- [Given request] Rewrite the following lines with "instance" replaced by "occurrence" throughout, keeping everything else the same.

- [Material shown]
** begin **
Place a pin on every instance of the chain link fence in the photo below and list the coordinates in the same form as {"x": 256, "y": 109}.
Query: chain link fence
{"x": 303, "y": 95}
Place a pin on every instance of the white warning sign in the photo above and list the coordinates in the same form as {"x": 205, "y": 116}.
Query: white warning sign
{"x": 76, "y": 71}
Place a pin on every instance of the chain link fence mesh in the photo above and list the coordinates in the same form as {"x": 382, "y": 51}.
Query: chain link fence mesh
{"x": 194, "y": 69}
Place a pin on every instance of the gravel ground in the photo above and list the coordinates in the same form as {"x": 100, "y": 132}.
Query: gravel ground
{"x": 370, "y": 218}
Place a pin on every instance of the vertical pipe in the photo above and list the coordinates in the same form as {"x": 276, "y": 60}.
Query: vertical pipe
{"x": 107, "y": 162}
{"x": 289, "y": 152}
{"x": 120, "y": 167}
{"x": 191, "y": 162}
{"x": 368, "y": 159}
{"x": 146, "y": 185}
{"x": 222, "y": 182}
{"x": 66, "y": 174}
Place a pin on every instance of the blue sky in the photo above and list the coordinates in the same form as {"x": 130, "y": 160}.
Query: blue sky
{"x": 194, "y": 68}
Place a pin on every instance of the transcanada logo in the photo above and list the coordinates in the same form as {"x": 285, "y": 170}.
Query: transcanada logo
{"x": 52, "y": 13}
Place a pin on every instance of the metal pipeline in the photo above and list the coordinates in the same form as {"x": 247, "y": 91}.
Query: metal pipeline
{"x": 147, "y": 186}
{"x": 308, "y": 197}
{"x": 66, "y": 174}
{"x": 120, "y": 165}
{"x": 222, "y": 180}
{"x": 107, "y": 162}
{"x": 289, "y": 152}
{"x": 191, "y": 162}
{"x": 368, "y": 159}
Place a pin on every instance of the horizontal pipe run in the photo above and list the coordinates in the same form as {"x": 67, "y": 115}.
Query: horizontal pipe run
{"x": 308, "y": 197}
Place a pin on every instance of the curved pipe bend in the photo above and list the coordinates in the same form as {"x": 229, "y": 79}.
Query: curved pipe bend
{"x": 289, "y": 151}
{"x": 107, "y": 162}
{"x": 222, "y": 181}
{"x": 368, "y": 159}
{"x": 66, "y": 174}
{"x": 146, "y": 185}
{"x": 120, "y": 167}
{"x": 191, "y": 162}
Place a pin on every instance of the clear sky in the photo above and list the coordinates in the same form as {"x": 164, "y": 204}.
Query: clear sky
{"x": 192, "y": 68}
** end **
- [Exercise answer]
Place a pin on every occurrence of the chain link fence in the photo below and list the coordinates in the same form as {"x": 256, "y": 109}.
Query: chain link fence
{"x": 303, "y": 95}
Place a pin on every occurrence of the white warning sign in the photo above and list the coordinates in the same form as {"x": 205, "y": 116}.
Query: white warning sign
{"x": 76, "y": 71}
Place a pin on every occurrence of the chain link fence mesh in the photo above and list the coordinates in the same form as {"x": 382, "y": 51}.
Query: chain link fence mesh
{"x": 194, "y": 69}
Place a pin on every occurrence of the gravel ground in the photo above and list the coordinates in the same form as {"x": 100, "y": 132}.
Query: gravel ground
{"x": 370, "y": 218}
Place a pin on every occurrence of the vertical pipe in the photo above and list the coordinates in the same form as {"x": 276, "y": 60}.
Query: vertical pipe
{"x": 107, "y": 162}
{"x": 289, "y": 152}
{"x": 120, "y": 167}
{"x": 191, "y": 162}
{"x": 368, "y": 159}
{"x": 146, "y": 185}
{"x": 222, "y": 182}
{"x": 66, "y": 174}
Place a pin on every occurrence of the blue sky in the photo above and list the coordinates in the same form as {"x": 130, "y": 160}.
Query: blue sky
{"x": 194, "y": 68}
Place a pin on every occurrence of the transcanada logo in the photo above and list the coordinates in the same form as {"x": 285, "y": 170}.
Query: transcanada logo
{"x": 52, "y": 13}
Place a pin on every occurrence of the metal pipeline in the photo above and list the coordinates in the same form as {"x": 247, "y": 91}.
Query: metal pipeline
{"x": 147, "y": 186}
{"x": 308, "y": 197}
{"x": 66, "y": 174}
{"x": 120, "y": 165}
{"x": 222, "y": 180}
{"x": 107, "y": 162}
{"x": 289, "y": 152}
{"x": 191, "y": 162}
{"x": 368, "y": 159}
Place a pin on every occurrence of the horizontal pipe run in the photo above and list the coordinates in the same form as {"x": 67, "y": 115}.
Query: horizontal pipe run
{"x": 308, "y": 197}
Place a pin on every occurrence of the curved pipe bend in the photo above and list the coordinates in the same form as {"x": 229, "y": 79}.
Query: curved pipe bend
{"x": 289, "y": 151}
{"x": 107, "y": 162}
{"x": 222, "y": 181}
{"x": 368, "y": 159}
{"x": 66, "y": 174}
{"x": 146, "y": 185}
{"x": 120, "y": 167}
{"x": 191, "y": 162}
Place a pin on every occurrence of the clear sky in the photo above and list the coordinates in the same form as {"x": 164, "y": 204}.
Query: clear sky
{"x": 192, "y": 68}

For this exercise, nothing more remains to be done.